**The request:**
Rewrite the items below, replacing every "place a point" with "put a mark" and leaving everything else unchanged.

**Data listing:**

>>

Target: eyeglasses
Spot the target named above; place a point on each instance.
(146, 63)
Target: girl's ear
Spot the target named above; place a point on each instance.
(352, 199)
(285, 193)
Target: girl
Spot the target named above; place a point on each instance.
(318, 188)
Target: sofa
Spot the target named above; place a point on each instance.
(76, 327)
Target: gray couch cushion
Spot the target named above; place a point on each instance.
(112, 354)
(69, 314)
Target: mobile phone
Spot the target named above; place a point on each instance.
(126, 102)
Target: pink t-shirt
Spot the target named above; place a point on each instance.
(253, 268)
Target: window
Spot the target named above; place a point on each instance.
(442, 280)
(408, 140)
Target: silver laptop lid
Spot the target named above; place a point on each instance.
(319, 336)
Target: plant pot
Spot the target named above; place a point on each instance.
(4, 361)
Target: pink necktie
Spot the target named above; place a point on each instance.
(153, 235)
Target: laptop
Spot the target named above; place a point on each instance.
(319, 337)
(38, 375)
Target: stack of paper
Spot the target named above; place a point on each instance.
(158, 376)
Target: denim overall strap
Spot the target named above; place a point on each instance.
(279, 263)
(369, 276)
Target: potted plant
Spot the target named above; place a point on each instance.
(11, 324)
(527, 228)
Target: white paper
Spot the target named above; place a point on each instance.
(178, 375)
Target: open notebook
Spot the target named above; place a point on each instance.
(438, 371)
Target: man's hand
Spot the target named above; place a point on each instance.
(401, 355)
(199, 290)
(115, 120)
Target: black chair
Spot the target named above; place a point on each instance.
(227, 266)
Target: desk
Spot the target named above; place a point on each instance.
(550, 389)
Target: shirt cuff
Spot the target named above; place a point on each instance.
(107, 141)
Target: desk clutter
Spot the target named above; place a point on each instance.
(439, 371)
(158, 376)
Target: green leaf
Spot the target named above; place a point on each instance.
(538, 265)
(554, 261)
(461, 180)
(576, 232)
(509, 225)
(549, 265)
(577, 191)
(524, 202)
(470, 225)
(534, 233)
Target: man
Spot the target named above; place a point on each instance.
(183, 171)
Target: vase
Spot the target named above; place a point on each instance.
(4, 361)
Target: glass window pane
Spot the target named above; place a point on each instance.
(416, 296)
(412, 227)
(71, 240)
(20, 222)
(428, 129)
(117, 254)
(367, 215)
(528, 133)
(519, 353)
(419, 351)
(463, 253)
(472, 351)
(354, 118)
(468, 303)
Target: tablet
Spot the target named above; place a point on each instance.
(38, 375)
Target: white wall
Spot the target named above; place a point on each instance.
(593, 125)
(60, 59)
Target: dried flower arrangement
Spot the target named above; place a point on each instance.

<<

**The result:**
Target: eyeglasses
Spot the target named above; put a mark on each instance.
(146, 63)
Target: girl's ear
Spot the target named above; put a mark on each instance.
(352, 199)
(285, 193)
Target: girl
Spot the target named above; put a mark on each instance.
(318, 188)
Target: sofa
Spot the target named above; put a mark on each instance.
(76, 327)
Target: gray couch cushion
Spot the target named above; put a mark on each instance.
(112, 354)
(69, 314)
Target: mobile phone
Spot the target named above; put a mark on each instance.
(126, 102)
Target: pink t-shirt
Spot the target named above; put a mark on each instance.
(253, 268)
Target: window
Spot the target named above; put a mark on each instance.
(442, 280)
(408, 140)
Target: silver laptop lid
Spot the target named above; put a mark on each instance.
(319, 336)
Target: plant pot
Spot the target named above; put a mark on each instance.
(4, 361)
Target: pink necktie
Spot the target named above; put a mark on each instance.
(153, 235)
Target: laptop
Spot the target named above; put a mark on each instance.
(319, 337)
(38, 375)
Target: stack of paper
Spot the target named above; put a mark on each instance.
(158, 376)
Target: denim overall strap
Spot the target named above; put a mark on each instance.
(279, 263)
(369, 276)
Target: potted plant
Spot the target named above; put a mark on each instance.
(11, 324)
(527, 228)
Target: white paper
Spot the target named above; put a mark on each instance.
(178, 375)
Target: open notebook
Spot the target named above; put a mark on each instance.
(438, 371)
Target: man's hand
Spot the target named above; put a mark on each instance.
(401, 355)
(199, 290)
(115, 120)
Target: black chair
Spot the target named above; put a mark on each instance.
(227, 266)
Target: desk
Spot the target named above; put a mark on each instance.
(550, 389)
Target: shirt cuff
Spot the target named above; put a mark on each instance.
(107, 141)
Target: desk clutter
Spot the target named above; put a mark on each instance.
(439, 371)
(158, 376)
Target: green leaf
Spot the target named above; put a mark on each instance.
(538, 265)
(554, 261)
(461, 180)
(576, 232)
(509, 225)
(549, 265)
(577, 191)
(524, 202)
(470, 225)
(534, 233)
Target: man
Spot the target named above; put a mark on each instance.
(183, 171)
Target: vase
Spot the target named above; put a mark on each instance.
(4, 361)
Target: glass window pane
Spot the target named above; put a mark on each instance.
(416, 296)
(412, 227)
(71, 240)
(20, 222)
(428, 129)
(117, 254)
(367, 215)
(528, 133)
(519, 353)
(419, 351)
(463, 253)
(472, 351)
(354, 118)
(468, 303)
Target: tablet
Spot the target named above; put a mark on each instance.
(38, 375)
Target: white wall
Spot the target named above; put a mark on each instance.
(593, 125)
(60, 59)
Target: dried flower arrangement
Spot the target named above; put a mark on each instance.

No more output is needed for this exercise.